→ Your instructions:
Rewrite the records below as a JSON list of strings, with each line as its own string and blank lines omitted.
— start —
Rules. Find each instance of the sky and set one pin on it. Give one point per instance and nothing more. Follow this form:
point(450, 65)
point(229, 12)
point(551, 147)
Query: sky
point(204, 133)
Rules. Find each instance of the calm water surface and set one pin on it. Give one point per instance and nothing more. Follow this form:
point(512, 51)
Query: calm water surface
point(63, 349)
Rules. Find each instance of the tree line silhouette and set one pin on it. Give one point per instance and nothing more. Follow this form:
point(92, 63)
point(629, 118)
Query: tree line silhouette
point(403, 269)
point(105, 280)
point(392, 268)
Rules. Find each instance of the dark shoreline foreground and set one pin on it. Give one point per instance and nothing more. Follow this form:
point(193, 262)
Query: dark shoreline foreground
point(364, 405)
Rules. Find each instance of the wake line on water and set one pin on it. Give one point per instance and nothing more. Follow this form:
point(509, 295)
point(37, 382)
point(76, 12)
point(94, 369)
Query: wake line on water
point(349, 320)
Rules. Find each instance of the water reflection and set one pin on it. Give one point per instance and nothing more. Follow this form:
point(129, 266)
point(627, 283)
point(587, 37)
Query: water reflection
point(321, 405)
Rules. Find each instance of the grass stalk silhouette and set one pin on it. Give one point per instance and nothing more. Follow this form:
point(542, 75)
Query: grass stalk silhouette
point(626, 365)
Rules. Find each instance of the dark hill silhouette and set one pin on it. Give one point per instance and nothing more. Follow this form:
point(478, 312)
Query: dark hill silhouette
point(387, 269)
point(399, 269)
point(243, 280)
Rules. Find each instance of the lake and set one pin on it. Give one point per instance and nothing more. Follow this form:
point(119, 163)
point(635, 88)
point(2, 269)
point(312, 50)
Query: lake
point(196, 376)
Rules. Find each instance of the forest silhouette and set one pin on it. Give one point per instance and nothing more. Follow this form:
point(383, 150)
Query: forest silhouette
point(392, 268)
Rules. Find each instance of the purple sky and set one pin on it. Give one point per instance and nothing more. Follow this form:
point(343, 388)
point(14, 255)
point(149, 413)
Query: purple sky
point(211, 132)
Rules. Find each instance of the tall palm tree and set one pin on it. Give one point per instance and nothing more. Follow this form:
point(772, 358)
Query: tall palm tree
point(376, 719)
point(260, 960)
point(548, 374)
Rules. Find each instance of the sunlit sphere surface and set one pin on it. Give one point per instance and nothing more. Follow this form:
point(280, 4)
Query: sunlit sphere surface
— end —
→ Final answer:
[
  "Rules. Find each instance of the sky and set one pin on it. Give one point per instance and nothing more. Follow this form:",
  "point(450, 65)",
  "point(229, 12)",
  "point(551, 147)",
  "Query: sky",
  "point(204, 133)",
  "Rules. Find each instance of the calm water surface and set one pin on it. Give one point per instance and nothing more. Follow this form:",
  "point(512, 51)",
  "Query: calm water surface",
  "point(63, 349)",
  "Rules. Find each instance of the tree line silhouette and set one pin on it. Give one point per instance and nothing more. Follow this form:",
  "point(92, 63)",
  "point(629, 118)",
  "Query: tree line silhouette",
  "point(403, 269)",
  "point(105, 280)",
  "point(392, 268)",
  "Rules. Find each instance of the dark shoreline foreground and set one pin on it. Give one point per instance and nothing more. Follow this form:",
  "point(193, 262)",
  "Query: dark shoreline foreground",
  "point(364, 405)",
  "Rules. Find each instance of the wake line on water and set one pin on it. Give one point per instance and nothing more. Follow this form:",
  "point(509, 295)",
  "point(37, 382)",
  "point(76, 12)",
  "point(94, 369)",
  "Query: wake line on water",
  "point(349, 320)",
  "Rules. Find each instance of the water reflection and set one pin on it. Give one point per instance and nothing more. Follow this form:",
  "point(129, 266)",
  "point(627, 283)",
  "point(587, 37)",
  "Query: water reflection",
  "point(321, 405)",
  "Rules. Find each instance of the grass stalk silhouette and set one pin on it. Give one point per instance and nothing more. Follow this form:",
  "point(542, 75)",
  "Query: grass stalk silhouette",
  "point(626, 365)",
  "Rules. Find each instance of the dark hill silhouette and set one pin on it. Give one point per instance and nothing more. Follow this form:",
  "point(478, 312)",
  "Query: dark hill silhouette",
  "point(387, 269)",
  "point(399, 269)",
  "point(243, 280)",
  "Rules. Find each instance of the lake and set one pin on it. Give one point per instance and nothing more. Follow this form:",
  "point(119, 163)",
  "point(635, 88)",
  "point(2, 269)",
  "point(312, 50)",
  "Query: lake",
  "point(196, 376)",
  "Rules. Find each instance of the forest silhouette and set one pin on it. Give one point per instance and nothing more. Follow this form:",
  "point(383, 150)",
  "Query: forest silhouette",
  "point(392, 268)",
  "Rules. Find each instance of the purple sky and set one pin on it. Give one point per instance and nothing more. Follow this form:",
  "point(343, 388)",
  "point(14, 255)",
  "point(149, 413)",
  "Query: purple sky",
  "point(211, 132)",
  "Rules. Find each instance of the tall palm tree and set one pin on it. Give one point per instance and nothing more. Follow this form:",
  "point(772, 358)",
  "Query: tall palm tree",
  "point(376, 719)",
  "point(260, 960)",
  "point(548, 374)",
  "Rules. Find each instance of the sunlit sphere surface and set one pin on it. Give one point per instance and nothing more. Follow this form:",
  "point(280, 4)",
  "Query: sunlit sphere surface"
]